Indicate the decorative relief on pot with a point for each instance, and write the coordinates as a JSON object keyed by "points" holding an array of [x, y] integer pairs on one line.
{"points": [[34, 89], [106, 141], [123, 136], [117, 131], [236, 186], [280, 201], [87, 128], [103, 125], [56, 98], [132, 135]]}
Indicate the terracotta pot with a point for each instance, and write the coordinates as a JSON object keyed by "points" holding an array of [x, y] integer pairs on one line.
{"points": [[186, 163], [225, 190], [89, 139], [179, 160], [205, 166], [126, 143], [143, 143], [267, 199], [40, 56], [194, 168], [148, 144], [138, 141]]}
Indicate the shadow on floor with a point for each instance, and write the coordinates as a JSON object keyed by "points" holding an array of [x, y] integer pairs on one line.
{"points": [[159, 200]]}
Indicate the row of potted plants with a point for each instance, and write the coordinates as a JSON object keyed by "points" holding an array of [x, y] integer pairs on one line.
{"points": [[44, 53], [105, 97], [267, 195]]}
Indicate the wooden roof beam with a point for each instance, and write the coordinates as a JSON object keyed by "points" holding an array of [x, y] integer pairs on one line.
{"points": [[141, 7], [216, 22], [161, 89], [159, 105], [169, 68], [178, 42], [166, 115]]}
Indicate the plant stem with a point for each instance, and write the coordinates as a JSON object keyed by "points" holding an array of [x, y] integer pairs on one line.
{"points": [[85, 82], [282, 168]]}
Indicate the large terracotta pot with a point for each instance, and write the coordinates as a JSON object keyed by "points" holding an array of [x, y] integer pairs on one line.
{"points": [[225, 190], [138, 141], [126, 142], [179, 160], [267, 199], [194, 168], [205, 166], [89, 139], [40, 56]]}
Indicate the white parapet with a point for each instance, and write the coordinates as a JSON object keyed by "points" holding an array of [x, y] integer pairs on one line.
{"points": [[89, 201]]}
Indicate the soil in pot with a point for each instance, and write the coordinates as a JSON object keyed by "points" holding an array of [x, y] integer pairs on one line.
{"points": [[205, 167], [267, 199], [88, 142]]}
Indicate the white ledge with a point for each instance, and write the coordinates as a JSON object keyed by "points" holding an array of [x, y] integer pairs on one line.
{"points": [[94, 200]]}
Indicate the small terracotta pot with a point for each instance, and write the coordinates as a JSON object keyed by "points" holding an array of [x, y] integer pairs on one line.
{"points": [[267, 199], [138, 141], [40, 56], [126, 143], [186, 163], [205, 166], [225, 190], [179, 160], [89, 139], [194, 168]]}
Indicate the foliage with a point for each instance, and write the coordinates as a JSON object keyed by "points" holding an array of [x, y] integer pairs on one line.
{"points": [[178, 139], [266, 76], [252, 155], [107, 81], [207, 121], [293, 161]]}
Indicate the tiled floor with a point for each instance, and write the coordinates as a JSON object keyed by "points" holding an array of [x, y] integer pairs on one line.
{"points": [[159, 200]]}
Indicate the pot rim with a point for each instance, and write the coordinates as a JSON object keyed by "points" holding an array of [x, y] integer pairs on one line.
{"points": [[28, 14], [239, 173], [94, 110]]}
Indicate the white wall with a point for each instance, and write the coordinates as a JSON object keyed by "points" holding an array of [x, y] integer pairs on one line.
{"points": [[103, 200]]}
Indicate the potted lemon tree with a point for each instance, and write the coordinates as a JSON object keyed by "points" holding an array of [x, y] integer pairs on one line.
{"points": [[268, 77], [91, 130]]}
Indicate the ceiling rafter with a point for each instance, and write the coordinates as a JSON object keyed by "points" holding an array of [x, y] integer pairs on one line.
# # # # # # #
Task goal: Set down only these lines, exactly: the line containing "Indicate the pot rim" and each line after it, through the end of the listing.

Exercise response:
Indicate the pot rim with a point for each instance, and write the coordinates as a JSON object keyed by "points" holding an array of [x, y] integer pairs on one line.
{"points": [[28, 14], [239, 173], [94, 110]]}
Indicate the white wall with a point for each instance, and write the coordinates as a JSON object keyed by "points" holding an array of [x, y] integer pairs on one line.
{"points": [[103, 200]]}
Indicate the potted lemon tree with a point for each instance, and write the coordinates as a JSON object keyed by "points" holding an array of [x, y] integer pairs on one line.
{"points": [[268, 77], [91, 130]]}
Indicate the ceiling rafter with a point for each instance, and write the coordinates as a JSON object keyed by "points" holding an array of [x, y] integer pairs on one line.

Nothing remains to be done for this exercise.